## Requirement:
Set the entries below down again, please. Match them exactly.

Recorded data
+===+
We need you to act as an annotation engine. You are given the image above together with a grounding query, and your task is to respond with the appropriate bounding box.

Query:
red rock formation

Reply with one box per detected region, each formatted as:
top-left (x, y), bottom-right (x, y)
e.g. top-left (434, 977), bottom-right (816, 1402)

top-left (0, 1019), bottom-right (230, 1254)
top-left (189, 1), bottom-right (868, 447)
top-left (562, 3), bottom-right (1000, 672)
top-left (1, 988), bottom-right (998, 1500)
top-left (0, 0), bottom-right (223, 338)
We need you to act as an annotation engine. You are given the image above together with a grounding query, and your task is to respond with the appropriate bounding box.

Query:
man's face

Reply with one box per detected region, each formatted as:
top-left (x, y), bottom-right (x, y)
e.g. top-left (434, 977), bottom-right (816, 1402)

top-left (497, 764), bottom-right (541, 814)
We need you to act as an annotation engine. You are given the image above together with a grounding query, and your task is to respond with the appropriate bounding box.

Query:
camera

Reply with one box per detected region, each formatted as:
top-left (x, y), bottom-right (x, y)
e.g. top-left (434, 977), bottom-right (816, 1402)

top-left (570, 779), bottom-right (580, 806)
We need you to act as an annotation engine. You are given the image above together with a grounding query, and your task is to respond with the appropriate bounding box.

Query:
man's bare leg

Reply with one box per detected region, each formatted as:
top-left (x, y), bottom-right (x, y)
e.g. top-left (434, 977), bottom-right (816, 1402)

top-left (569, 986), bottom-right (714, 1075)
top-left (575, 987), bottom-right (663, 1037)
+===+
## Exercise answer:
We need you to act as an annotation engine. You are given the image above together with a grounding query, and your task is to respond with the appropriate bounding box.

Query:
red rock formation

Reply with one box per detected region, each formatted as:
top-left (x, y), bottom-right (x, y)
e.g. top-left (434, 977), bottom-right (816, 1402)

top-left (0, 1019), bottom-right (230, 1254)
top-left (189, 1), bottom-right (868, 447)
top-left (562, 3), bottom-right (1000, 672)
top-left (1, 988), bottom-right (998, 1500)
top-left (0, 0), bottom-right (223, 338)
We need you to act as an annotation engine. You are given the image above together with a grounding query, and your task is to respond with the appropriate bounding box.

Query:
man's face

Reply with one box per detected region, each formatted as:
top-left (x, y), bottom-right (x, y)
e.g. top-left (434, 977), bottom-right (816, 1402)

top-left (497, 764), bottom-right (541, 814)
We need you to act as an annotation engine. You are given the image above together with a grounding query, and your task is to respond with the appropriate bounding box.

Query:
camera

Reply with one box per detected region, each formatted as:
top-left (x, y), bottom-right (x, y)
e.g. top-left (434, 977), bottom-right (816, 1402)

top-left (570, 779), bottom-right (580, 806)
We need you to act as an annotation engine. You are given the image above together with a grounding query, and your task is to respond with the appropriate bounding box.

Query:
man's bare leg

Reply with one box per detected region, each formatted as:
top-left (x, y), bottom-right (x, y)
e.g. top-left (434, 977), bottom-right (816, 1402)

top-left (569, 986), bottom-right (714, 1075)
top-left (575, 987), bottom-right (663, 1037)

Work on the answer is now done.